* start MATERIAL FOR THIS TASK *

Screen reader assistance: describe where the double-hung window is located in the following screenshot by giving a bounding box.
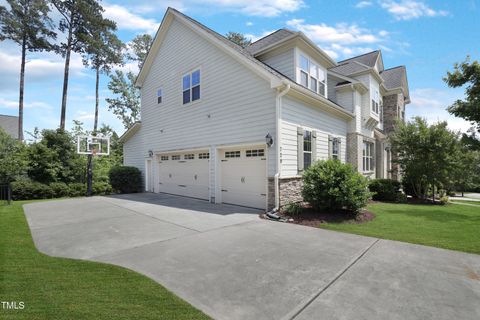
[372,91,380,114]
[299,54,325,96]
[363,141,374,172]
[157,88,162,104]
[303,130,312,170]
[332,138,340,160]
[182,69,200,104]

* end MATERIAL FOR THIS TASK *
* start MATERIAL FOR THIS TASK *

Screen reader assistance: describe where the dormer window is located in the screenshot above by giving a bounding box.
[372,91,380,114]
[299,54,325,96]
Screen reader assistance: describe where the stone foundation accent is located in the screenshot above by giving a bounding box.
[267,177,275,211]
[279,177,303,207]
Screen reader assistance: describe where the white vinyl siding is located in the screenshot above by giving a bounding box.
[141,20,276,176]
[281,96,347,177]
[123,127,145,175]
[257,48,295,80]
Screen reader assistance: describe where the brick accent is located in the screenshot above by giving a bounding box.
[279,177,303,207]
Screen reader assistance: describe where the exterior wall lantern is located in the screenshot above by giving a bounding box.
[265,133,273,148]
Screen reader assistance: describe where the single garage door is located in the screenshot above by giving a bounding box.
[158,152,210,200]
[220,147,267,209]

* end MATERIAL FOR THIS TASK *
* start MATERIAL FOR THIS TASK *

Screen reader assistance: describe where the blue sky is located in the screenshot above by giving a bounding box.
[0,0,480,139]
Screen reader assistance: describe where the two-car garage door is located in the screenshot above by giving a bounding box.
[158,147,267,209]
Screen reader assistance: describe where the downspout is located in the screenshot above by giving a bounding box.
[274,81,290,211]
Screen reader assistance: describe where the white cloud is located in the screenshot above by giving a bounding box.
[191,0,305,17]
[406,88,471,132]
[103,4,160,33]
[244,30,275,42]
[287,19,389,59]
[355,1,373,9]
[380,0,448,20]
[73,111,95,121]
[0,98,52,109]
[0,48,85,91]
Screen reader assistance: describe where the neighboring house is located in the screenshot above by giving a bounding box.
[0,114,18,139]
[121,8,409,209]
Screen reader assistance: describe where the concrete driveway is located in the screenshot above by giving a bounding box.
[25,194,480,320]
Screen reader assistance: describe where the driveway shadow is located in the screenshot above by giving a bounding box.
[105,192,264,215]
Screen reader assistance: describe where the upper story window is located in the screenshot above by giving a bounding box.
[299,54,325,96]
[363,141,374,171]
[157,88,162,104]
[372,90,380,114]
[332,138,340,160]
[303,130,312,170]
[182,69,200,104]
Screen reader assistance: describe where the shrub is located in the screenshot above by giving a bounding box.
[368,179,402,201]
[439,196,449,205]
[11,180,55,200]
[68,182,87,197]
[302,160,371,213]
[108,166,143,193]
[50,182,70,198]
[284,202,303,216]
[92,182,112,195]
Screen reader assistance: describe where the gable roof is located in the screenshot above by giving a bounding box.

* end MATERIAL FOR THIS TASK *

- **WHAT IS REQUIRED**:
Copy the items above word for word, from the line with "Screen reader assistance: describe where the single" to the line with "[220,147,267,209]", including both of those lines.

- **SOLVED EXERCISE**:
Screen reader assistance: describe where the single garage door is located in the screenshot above by giving a bounding box.
[158,152,210,200]
[220,147,267,209]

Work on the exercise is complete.